# Object position labeling data:
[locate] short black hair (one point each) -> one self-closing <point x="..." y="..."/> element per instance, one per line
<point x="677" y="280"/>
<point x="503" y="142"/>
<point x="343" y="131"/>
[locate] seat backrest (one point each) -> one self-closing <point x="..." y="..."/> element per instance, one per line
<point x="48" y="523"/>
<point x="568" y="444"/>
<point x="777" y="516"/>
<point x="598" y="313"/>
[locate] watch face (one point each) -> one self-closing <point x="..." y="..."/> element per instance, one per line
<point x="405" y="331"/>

# Short exercise:
Retype all of the data above line for line, without altering anything.

# Output below:
[locate] short black hair (one point each) -> one self-closing <point x="..." y="..."/> element per instance, one per line
<point x="677" y="280"/>
<point x="503" y="142"/>
<point x="343" y="131"/>
[locate] seat backrest (one point each) -> one self-closing <point x="..." y="..."/> element per instance, one per line
<point x="48" y="523"/>
<point x="568" y="444"/>
<point x="777" y="516"/>
<point x="598" y="313"/>
[locate] watch face (one point each) -> one self-closing <point x="..." y="..."/> element per instance, one per line
<point x="405" y="331"/>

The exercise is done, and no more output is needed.